If $ \mathsf{ZFC} $ is consistent, then is $ \mathsf{ZFC} \nvdash \neg \text{Con}(\mathsf{ZFC}) $, i.e., $ \neg \text{Con}(\mathsf{ZFC}) $ is unprovable in $ \mathsf{ZFC} $?

If $ \mathsf{I} $ denotes the sentence ⟪There exists an inaccessible cardinal⟫, then the enlightening response provided by Asaf to my question says:

Asaf’s response. If $$ (\spadesuit) \quad \mathsf{ZFC} ~ \text{is consistent} ~ \Longrightarrow ~ \mathsf{ZFC} + \mathsf{I} ~ \text{is consistent}, $$ then $ \mathsf{ZFC} \nvdash \neg \text{Con}(\mathsf{ZFC}) $ when $ \mathsf{ZFC} $ is consistent.

As is well-known, $ (\spadesuit) $ is an open question in set theory.

» The task:
Please transcribe the passage of the excerpt on the consistency of ZFC between "Asaf’s response. If" and "in set theory.", inclusive.

» Data listing:
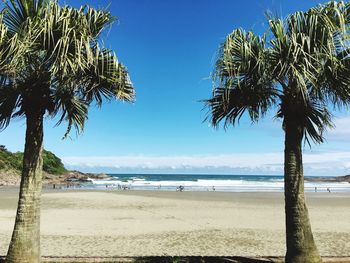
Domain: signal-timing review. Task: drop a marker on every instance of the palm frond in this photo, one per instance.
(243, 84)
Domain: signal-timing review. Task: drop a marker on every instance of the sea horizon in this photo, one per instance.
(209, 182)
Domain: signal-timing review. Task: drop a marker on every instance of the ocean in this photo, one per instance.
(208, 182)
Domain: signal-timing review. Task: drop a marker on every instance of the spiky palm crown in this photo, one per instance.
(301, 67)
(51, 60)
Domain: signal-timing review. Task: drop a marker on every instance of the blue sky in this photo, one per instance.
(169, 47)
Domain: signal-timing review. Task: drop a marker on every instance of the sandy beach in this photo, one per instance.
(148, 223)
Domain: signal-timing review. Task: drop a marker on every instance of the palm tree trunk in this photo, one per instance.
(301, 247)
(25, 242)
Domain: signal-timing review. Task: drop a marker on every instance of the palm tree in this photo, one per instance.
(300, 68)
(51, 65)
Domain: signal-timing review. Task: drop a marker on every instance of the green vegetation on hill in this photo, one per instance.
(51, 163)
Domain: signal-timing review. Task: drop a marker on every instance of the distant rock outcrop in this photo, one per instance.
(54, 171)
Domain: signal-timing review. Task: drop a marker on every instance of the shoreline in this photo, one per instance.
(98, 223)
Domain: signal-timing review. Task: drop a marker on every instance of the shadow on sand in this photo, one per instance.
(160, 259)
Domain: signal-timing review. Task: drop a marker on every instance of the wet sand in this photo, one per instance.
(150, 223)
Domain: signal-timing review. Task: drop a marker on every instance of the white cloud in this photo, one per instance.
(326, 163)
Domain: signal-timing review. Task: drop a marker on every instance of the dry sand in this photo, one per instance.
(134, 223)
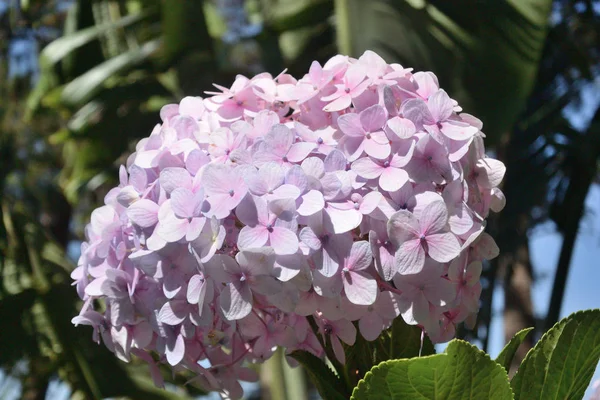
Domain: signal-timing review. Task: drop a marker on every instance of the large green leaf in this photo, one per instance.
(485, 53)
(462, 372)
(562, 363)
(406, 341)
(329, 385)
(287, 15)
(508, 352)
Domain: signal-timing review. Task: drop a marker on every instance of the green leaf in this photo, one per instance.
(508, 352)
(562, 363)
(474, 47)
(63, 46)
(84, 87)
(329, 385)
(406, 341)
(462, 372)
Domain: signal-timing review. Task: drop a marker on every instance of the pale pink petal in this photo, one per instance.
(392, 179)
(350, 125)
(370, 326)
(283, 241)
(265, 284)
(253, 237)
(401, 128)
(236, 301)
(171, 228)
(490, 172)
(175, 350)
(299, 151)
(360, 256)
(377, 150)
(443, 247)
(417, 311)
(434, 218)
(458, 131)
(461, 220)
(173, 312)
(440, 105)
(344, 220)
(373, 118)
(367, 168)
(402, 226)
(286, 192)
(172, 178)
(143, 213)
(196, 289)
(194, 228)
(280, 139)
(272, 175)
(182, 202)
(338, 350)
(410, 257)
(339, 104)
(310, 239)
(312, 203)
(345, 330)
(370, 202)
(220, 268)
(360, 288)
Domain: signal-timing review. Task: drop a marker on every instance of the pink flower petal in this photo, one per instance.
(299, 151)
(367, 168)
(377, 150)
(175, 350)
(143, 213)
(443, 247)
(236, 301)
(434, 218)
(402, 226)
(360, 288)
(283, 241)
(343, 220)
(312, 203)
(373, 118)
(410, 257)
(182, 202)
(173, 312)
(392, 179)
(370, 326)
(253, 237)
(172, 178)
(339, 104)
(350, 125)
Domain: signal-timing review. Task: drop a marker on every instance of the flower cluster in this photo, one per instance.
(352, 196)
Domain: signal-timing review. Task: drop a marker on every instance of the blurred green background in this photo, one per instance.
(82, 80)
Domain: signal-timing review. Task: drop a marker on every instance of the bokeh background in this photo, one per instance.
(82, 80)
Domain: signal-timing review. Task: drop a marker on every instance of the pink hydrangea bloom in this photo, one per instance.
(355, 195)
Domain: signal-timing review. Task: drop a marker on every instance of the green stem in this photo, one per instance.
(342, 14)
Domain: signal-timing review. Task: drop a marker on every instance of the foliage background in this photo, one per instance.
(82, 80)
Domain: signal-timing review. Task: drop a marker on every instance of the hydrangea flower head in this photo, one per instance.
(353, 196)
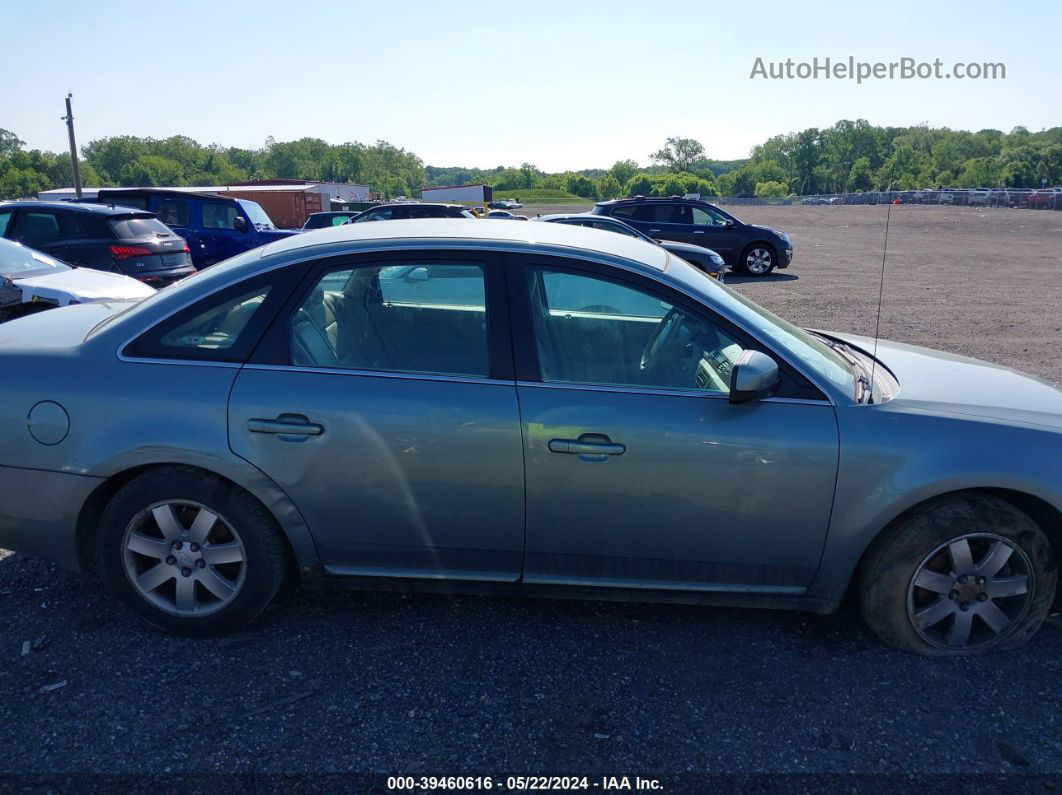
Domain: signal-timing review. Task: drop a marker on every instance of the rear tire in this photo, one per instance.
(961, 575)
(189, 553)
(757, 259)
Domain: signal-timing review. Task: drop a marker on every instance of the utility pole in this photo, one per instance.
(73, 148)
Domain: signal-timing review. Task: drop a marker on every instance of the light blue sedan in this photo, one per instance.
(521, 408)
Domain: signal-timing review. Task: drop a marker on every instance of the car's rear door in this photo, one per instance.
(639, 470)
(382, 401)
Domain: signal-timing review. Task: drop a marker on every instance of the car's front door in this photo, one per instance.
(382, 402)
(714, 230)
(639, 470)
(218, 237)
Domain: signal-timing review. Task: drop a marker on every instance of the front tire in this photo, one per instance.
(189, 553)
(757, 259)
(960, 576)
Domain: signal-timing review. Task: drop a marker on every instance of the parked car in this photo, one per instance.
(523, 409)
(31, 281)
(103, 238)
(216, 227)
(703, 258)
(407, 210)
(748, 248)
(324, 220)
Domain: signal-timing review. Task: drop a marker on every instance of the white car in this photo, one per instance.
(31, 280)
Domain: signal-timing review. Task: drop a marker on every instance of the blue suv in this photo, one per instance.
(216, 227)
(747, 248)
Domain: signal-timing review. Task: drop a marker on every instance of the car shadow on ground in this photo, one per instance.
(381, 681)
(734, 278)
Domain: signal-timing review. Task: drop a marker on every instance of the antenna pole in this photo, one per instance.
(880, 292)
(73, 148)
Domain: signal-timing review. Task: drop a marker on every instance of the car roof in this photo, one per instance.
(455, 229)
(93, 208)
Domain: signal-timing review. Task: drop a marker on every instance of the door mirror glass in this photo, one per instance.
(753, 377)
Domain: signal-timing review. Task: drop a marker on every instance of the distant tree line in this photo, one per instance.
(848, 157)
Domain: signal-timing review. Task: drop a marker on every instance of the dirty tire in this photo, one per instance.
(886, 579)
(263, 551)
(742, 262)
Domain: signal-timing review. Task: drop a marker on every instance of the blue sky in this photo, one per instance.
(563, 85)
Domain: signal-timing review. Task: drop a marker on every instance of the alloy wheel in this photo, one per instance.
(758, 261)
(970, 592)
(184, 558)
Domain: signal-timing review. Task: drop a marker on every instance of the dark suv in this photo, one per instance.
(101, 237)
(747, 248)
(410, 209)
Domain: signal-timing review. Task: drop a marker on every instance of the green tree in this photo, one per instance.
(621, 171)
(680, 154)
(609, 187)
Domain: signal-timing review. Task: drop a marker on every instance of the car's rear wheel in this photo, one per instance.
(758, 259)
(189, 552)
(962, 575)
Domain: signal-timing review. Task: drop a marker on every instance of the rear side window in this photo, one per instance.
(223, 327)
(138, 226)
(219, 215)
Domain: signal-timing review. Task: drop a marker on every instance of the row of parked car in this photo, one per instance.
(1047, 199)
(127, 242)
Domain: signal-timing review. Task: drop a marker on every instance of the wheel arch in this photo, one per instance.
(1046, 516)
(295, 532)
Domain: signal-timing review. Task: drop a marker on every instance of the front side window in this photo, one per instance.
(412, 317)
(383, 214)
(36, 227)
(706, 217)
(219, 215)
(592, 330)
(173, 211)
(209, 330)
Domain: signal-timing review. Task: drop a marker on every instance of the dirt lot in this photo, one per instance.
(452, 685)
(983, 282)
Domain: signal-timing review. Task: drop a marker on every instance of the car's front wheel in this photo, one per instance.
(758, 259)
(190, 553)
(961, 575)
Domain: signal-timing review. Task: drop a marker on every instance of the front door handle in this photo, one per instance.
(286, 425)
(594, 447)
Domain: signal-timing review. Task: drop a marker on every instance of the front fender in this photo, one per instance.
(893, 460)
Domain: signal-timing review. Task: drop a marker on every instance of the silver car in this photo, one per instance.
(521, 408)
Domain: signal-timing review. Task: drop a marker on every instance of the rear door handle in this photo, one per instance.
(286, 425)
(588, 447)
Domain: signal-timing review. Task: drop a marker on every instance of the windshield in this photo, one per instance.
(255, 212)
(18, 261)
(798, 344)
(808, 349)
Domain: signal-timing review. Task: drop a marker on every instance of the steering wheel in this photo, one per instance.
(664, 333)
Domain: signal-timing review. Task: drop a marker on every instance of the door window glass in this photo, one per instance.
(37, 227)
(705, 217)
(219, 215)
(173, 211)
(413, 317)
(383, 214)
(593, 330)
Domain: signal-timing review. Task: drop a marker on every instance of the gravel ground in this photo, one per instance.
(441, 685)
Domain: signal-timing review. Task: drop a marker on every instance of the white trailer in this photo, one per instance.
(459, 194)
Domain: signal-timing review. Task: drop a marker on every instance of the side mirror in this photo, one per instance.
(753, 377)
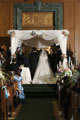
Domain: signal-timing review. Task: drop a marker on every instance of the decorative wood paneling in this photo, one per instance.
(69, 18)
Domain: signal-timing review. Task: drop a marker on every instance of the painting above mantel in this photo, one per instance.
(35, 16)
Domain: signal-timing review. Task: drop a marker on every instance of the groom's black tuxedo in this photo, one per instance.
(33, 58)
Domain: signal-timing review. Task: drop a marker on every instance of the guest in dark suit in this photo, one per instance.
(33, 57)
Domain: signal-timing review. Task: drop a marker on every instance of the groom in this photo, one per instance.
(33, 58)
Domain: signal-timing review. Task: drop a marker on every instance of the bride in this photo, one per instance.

» Problem solution:
Asaf’s response. If $$ (\spadesuit) \quad \mathsf{ZFC} ~ \text{is consistent} ~ \Longrightarrow ~ \mathsf{ZFC} + \mathsf{I} ~ \text{is consistent}, $$ then $ \mathsf{ZFC} \nvdash \neg \text{Con}(\mathsf{ZFC}) $ when $ \mathsf{ZFC} $ is consistent.

As is well-known, $ (\spadesuit) $ is an open question in set theory.